▶ Tarefa proposta A: Extraia as linhas das entradas desde a que contém "Q: For every instance of the alpine" até ao fim das entradas, ambas incluídas, e reproduza-as sem qualquer alteração.

▶ Texto:

# # # # # # #

3. Pote, rendimento garantido

Os anos passam e Pedro Gonçalves continua a ser a constante de talento e disponibilidade em Alvalade. O melhor marcador da Liga na caminhada até ao título em 2020/21, na estreia de leão ao peito, foi menos exuberante nas duas temporadas que se seguiram, é certo, mas não deixou de ser essa referência.

Na caminhada para o seu segundo título de leão ao peito em quatro épocas, o rasgo e a imprevisibilidade de Pedro Gonçalves foram de novo rendimento garantido. É o jogador da Liga com mais assistências, a que juntou até agora 11 golos no campeonato e 18 no total de uma época em que voltou a dizer presente, seja em que posição for. Mais uma temporada que alimentou o sonho adiado da seleção nacional, destruído de forma cruel na lesão frente à Atalanta na véspera da última convocatória antes do Euro 2024.

4. Paulinho, agora o bem-amado

Com a chegada de Gyökeres, Paulinho deixou de ser a principal referência do ataque do Sporting. Mas acaba a época com o melhor registo goleador das suas três temporadas e meia em Alvalade – 19 golos, 13 deles na Liga. A presença do sueco foi também um fator multiplicador de espaços, que ajudou a libertar o internacional português. Tantas vezes mal-amado, sob o peso do investimento da sua contratação ao Sp. Braga, o avançado soltou-se também dessa pressão.

A jogar de início ou a sair do banco, à esquerda ou ao centro, Paulinho foi na verdade o avançado com melhor eficácia e o homem dos golos decisivos – na jornada inaugural em Vizela, seguida do bis ao Casa Pia e do triunfo sobre o Famalicão, mais tarde ainda na reviravolta frente ao Estrela, no calcanhar para a vitória em Portimão ou, por fim na grande exibição frente aos algarvios em Alvalade que deixou o Sporting à beira da festa. Já tinha sido ele a marcar o golo que valeu o título em 2021, quem se lembra?

5. Hjulmand, o pêndulo que veio do frio com escola italiana

Outra aposta forte vinda do frio, outro investimento com retorno imediato. A herança de referências como Palhinha e Ugarte era pesada, mas o médio dinamarquês com escola italiana foi tudo o que o Sporting pedia. Um pêndulo de intensidade, cérebro e clarividência a desarmar, a equilibrar e a construir, foi uma peça chave na caminhada até ao título.

Com Hjulmand, o Sporting ganhou também liderança e atitude. Chamam-lhe garra, o espírito que mobiliza do campo às bancadas. O médio que joga no limite tornou-se rapidamente protagonista, na época em que, além do mais, beneficiou do enquadramento no Sporting para ganhar maior influência a nível ofensivo. Leva quatro golos esta época, ele que em toda a carreira só tinha marcado um.

# # # # # # #

▶ Entradas de dados:
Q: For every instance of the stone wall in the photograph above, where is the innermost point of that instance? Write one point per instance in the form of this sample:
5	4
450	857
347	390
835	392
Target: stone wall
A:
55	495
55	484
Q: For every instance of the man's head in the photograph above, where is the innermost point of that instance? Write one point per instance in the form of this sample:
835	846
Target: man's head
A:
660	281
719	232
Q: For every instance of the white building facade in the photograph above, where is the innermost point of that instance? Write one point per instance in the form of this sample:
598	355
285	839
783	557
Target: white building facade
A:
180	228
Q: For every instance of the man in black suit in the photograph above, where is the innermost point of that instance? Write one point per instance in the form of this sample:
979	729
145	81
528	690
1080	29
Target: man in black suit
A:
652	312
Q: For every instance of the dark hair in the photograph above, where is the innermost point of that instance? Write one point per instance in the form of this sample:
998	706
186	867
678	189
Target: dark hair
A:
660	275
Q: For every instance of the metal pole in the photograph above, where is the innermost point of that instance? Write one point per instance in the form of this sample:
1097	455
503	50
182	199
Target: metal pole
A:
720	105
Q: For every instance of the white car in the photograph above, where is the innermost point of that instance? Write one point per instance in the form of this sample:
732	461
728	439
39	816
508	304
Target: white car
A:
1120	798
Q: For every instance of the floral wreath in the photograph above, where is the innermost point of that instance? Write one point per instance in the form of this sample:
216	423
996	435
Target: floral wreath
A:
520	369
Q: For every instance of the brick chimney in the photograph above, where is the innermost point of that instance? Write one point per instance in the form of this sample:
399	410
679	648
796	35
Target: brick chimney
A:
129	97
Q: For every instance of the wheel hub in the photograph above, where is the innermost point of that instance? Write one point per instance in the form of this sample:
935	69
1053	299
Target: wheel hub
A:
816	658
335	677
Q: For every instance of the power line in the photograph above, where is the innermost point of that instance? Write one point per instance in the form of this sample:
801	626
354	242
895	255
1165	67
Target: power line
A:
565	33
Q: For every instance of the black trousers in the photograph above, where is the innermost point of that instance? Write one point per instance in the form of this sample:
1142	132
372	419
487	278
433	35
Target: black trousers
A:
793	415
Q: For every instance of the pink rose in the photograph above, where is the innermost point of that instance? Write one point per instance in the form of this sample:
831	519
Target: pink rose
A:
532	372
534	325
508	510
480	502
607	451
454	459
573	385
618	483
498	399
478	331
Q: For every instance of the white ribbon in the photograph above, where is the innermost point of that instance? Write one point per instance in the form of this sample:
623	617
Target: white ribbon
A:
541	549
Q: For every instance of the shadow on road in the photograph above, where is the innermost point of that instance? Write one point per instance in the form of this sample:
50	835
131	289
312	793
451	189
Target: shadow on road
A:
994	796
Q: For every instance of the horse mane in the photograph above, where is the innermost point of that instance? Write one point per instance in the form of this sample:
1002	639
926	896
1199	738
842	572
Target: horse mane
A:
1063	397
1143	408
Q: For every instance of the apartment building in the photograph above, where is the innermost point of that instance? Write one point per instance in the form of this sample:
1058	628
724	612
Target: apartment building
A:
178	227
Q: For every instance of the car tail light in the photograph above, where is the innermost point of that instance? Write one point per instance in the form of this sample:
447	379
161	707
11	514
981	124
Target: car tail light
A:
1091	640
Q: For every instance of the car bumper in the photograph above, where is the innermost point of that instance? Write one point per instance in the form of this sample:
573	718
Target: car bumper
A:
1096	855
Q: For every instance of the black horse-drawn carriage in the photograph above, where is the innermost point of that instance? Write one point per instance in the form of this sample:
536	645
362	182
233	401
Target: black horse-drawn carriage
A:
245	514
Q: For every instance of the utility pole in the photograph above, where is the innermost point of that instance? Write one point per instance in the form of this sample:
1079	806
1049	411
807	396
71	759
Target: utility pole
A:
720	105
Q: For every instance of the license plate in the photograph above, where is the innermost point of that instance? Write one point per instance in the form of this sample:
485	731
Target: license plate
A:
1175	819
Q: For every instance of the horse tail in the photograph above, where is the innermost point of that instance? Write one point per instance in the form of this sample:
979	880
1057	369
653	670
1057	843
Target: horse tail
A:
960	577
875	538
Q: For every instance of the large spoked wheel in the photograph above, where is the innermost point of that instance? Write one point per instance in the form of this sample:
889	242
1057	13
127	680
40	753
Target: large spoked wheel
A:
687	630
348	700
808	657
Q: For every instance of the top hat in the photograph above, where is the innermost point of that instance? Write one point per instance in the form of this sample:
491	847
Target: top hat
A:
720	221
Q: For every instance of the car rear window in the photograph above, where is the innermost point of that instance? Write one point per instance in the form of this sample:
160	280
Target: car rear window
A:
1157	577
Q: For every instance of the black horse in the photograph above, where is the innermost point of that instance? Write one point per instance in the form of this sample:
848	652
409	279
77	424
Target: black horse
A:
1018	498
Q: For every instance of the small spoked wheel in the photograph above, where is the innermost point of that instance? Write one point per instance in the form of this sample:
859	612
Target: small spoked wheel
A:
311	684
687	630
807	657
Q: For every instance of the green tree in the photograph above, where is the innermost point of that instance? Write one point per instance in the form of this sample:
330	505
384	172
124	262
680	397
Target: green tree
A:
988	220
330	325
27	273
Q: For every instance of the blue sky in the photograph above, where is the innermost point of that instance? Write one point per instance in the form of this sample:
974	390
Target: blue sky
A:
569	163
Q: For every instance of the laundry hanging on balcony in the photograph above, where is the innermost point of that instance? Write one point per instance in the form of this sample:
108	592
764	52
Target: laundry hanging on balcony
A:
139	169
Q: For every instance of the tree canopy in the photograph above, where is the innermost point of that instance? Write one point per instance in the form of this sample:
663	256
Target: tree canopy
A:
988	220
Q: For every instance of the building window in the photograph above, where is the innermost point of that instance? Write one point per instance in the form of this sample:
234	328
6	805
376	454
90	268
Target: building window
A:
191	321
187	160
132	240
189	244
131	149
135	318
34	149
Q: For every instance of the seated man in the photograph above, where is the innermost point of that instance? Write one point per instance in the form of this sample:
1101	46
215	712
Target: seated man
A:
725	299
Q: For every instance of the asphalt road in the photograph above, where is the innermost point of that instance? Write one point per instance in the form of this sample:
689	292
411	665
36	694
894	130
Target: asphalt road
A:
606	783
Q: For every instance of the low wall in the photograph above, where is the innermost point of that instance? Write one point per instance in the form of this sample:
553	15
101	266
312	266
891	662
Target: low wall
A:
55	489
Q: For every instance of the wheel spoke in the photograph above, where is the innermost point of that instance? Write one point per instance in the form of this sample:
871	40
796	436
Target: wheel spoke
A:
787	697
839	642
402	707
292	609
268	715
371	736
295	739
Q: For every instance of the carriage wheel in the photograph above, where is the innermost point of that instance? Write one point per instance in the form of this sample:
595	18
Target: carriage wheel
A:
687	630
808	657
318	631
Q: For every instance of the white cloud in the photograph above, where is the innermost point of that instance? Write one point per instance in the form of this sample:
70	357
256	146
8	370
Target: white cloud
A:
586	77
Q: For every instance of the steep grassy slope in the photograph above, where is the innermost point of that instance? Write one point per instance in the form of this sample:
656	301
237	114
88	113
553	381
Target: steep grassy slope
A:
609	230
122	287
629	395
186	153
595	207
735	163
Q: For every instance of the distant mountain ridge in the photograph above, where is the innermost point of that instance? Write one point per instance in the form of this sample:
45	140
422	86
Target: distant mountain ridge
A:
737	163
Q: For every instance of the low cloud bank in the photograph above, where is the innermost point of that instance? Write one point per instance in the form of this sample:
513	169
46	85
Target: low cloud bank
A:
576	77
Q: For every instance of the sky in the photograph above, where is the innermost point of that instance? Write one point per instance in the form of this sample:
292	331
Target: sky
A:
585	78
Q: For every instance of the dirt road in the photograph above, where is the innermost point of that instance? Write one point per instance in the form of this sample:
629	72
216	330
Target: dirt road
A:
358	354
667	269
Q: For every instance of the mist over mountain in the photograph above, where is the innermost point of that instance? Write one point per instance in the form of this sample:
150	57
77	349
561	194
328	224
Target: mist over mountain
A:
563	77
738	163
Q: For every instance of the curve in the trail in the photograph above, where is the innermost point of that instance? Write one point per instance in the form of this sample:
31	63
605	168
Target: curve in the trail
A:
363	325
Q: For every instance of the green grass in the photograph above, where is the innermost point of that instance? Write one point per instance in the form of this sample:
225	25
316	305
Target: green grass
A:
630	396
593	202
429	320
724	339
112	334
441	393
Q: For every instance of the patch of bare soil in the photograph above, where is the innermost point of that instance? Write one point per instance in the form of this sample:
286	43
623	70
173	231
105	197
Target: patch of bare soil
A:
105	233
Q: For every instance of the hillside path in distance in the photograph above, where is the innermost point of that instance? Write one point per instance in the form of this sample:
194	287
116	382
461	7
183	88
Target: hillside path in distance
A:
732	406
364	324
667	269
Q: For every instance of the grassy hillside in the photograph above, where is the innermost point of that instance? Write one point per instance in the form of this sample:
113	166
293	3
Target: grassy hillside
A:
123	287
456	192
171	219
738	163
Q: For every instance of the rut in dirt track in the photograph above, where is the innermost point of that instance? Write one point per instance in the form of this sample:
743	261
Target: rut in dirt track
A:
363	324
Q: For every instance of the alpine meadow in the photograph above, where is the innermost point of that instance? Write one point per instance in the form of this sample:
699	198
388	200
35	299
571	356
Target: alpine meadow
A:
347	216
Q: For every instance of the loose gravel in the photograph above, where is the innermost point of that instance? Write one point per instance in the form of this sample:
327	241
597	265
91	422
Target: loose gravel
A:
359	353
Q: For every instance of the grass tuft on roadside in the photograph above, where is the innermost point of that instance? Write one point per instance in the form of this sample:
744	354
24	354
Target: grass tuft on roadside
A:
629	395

# # # # # # #

▶ Tarefa proposta B: Copie sem alterações o trecho do texto sobre os jogadores do Sporting entre "3. Pote, rendimento" e "do Euro 2024.", inclusive.

▶ Resposta A:
Q: For every instance of the alpine meadow in the photograph above, where is the innermost point of that instance? Write one point per instance in the form of this sample:
699	198
388	200
35	299
571	356
Target: alpine meadow
A:
347	216
Q: For every instance of the loose gravel in the photograph above, where is the innermost point of that instance? Write one point per instance in the form of this sample:
327	241
597	265
91	422
Target: loose gravel
A:
359	353
Q: For every instance of the grass tuft on roadside in the photograph above, where is the innermost point of that instance? Write one point per instance in the form of this sample:
744	354
24	354
Target: grass tuft on roadside
A:
629	395

▶ Resposta B:
3. Pote, rendimento garantido

Os anos passam e Pedro Gonçalves continua a ser a constante de talento e disponibilidade em Alvalade. O melhor marcador da Liga na caminhada até ao título em 2020/21, na estreia de leão ao peito, foi menos exuberante nas duas temporadas que se seguiram, é certo, mas não deixou de ser essa referência.

Na caminhada para o seu segundo título de leão ao peito em quatro épocas, o rasgo e a imprevisibilidade de Pedro Gonçalves foram de novo rendimento garantido. É o jogador da Liga com mais assistências, a que juntou até agora 11 golos no campeonato e 18 no total de uma época em que voltou a dizer presente, seja em que posição for. Mais uma temporada que alimentou o sonho adiado da seleção nacional, destruído de forma cruel na lesão frente à Atalanta na véspera da última convocatória antes do Euro 2024.